→ **Exercise**: Count the lines below that contain the word "soccer", and give only that number.

→ **Supplied records**:
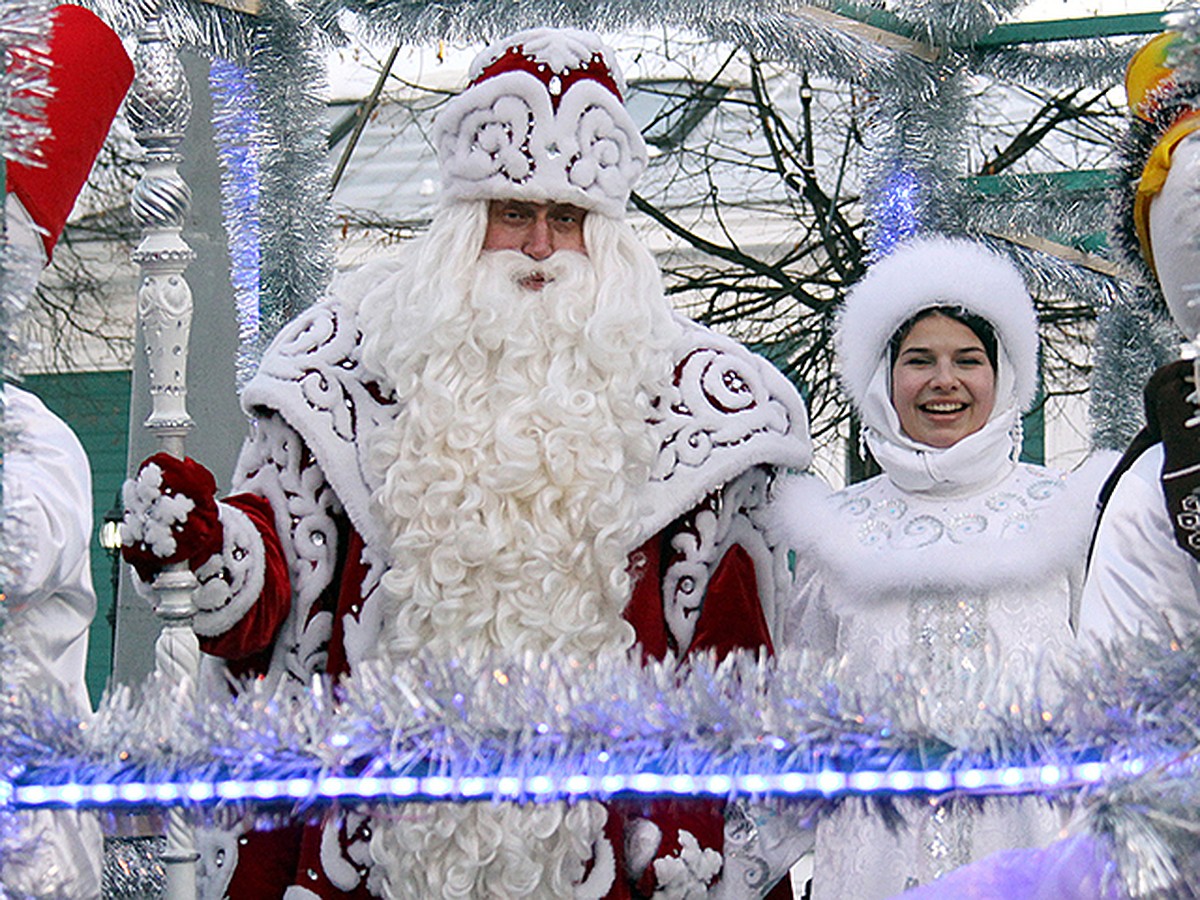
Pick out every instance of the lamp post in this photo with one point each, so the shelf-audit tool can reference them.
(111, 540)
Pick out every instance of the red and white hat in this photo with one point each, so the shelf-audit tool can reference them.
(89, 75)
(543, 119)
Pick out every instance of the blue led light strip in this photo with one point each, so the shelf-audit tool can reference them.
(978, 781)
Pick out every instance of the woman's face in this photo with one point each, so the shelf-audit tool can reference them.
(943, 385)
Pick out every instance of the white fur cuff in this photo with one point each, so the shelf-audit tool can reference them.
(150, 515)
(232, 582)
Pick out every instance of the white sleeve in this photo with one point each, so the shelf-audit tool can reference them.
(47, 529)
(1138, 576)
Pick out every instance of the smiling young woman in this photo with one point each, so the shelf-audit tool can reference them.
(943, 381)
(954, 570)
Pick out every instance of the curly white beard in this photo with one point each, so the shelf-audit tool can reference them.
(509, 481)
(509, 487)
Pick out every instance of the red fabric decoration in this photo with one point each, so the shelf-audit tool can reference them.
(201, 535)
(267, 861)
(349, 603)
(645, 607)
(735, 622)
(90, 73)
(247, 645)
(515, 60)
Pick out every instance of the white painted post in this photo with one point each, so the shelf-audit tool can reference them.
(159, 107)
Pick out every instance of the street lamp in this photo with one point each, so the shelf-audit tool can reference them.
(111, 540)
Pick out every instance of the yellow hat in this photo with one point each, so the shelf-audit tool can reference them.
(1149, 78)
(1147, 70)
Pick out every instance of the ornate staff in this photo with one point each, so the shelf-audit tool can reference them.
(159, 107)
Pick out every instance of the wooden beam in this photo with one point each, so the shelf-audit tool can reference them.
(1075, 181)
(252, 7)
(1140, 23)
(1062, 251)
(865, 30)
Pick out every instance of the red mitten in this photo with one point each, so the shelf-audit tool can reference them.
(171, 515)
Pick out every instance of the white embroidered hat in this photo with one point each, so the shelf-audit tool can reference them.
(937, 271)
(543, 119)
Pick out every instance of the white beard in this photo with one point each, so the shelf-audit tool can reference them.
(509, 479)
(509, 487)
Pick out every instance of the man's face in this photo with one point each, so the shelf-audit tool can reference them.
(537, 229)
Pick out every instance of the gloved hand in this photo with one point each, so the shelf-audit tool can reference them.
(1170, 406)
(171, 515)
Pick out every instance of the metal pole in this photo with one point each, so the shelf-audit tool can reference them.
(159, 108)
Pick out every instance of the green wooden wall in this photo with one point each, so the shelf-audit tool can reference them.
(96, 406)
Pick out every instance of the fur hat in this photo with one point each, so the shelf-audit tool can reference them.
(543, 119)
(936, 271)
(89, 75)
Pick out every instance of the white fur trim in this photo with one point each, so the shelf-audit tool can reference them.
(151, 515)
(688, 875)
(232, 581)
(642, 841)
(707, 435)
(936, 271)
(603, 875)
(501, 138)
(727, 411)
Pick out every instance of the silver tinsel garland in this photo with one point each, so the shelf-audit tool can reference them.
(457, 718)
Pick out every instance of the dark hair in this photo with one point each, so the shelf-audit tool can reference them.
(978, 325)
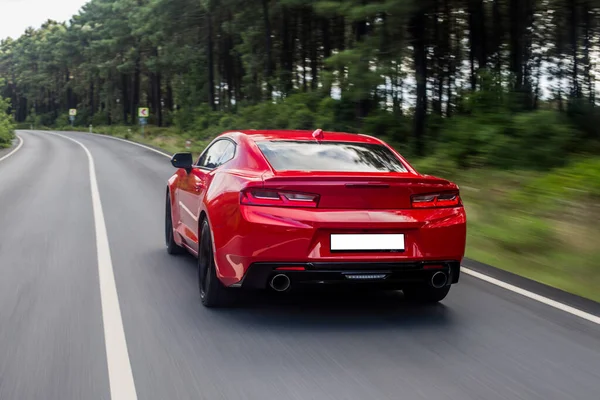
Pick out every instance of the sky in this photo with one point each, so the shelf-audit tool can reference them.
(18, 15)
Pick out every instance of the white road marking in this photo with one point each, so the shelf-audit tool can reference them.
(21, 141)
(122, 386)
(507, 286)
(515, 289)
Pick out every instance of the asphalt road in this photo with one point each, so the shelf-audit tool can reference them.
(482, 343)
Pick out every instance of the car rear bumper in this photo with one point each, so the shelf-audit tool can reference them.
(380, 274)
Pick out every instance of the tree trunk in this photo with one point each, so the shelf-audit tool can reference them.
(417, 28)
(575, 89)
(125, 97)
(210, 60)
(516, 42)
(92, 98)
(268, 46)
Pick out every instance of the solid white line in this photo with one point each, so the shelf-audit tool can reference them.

--

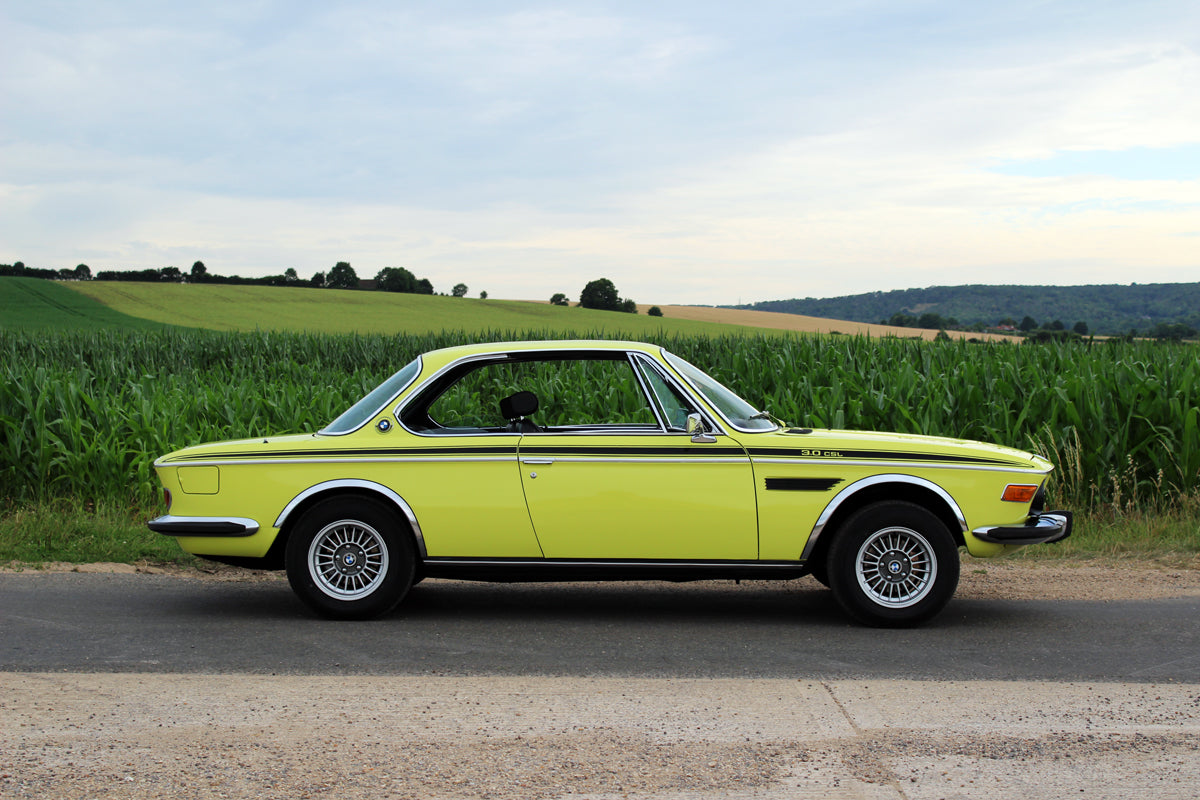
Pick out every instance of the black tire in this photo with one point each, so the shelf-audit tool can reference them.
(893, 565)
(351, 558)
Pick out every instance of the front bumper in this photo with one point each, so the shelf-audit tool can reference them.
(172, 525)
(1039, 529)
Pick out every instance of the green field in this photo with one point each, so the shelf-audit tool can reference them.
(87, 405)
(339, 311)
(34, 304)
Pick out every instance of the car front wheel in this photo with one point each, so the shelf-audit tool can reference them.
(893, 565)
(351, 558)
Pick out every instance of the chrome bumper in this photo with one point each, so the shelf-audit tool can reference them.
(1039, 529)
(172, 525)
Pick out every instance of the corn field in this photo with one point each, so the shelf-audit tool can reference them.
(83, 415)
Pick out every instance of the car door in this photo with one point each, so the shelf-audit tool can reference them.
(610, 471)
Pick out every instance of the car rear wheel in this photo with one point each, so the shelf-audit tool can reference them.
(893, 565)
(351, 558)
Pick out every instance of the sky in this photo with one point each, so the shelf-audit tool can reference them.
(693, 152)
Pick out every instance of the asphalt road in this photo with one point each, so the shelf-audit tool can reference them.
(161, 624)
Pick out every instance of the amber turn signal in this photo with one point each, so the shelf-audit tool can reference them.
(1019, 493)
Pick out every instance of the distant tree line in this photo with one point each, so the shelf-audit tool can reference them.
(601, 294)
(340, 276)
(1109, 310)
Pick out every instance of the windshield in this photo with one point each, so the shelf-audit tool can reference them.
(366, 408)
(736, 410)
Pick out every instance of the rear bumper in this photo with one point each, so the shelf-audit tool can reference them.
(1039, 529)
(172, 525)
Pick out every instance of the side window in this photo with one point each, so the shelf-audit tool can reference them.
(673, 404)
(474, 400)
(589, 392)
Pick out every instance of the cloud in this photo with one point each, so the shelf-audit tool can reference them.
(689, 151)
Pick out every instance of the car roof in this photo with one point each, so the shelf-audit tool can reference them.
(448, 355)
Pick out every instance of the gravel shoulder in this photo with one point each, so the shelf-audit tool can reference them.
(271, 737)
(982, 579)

...

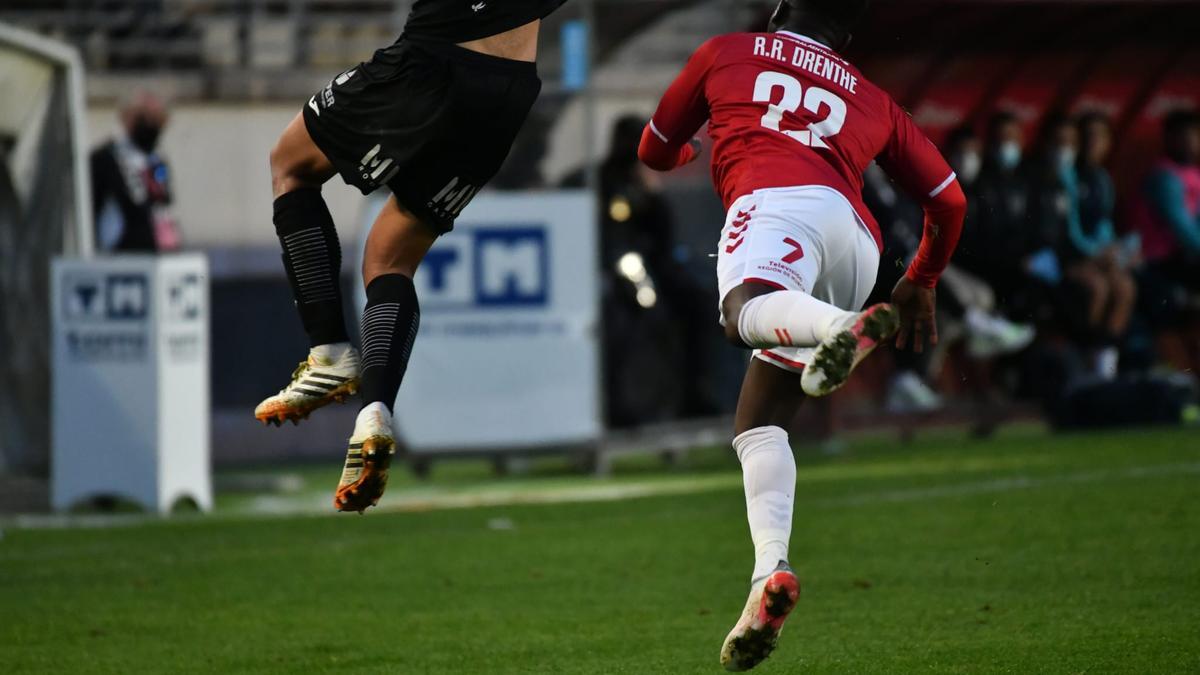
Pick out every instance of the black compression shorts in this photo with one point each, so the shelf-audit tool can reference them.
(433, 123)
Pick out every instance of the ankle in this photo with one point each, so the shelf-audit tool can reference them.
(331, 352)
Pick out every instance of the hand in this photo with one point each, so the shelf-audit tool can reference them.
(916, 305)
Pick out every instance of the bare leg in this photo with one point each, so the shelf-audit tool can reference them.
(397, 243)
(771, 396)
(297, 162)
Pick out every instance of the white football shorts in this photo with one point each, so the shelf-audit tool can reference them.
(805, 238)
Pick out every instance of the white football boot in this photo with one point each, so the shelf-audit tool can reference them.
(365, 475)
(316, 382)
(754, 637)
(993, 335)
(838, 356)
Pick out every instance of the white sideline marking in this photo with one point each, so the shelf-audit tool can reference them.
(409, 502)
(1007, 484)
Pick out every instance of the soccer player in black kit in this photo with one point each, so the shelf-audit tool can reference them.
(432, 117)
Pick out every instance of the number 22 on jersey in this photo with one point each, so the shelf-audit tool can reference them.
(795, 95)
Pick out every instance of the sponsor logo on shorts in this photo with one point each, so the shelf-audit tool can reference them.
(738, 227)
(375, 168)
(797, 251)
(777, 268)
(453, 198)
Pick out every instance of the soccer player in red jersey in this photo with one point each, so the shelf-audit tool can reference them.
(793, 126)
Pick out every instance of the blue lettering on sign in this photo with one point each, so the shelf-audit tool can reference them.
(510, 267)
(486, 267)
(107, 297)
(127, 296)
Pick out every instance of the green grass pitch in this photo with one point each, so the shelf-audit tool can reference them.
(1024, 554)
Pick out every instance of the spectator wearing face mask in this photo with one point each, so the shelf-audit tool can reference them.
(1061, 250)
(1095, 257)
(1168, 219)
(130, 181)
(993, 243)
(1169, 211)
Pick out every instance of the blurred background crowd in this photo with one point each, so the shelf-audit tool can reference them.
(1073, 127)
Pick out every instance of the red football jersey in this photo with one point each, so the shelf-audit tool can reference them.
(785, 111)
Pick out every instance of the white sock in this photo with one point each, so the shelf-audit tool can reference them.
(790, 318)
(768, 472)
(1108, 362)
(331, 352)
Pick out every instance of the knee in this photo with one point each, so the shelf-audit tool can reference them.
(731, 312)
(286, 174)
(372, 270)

→ **Finished answer**: 2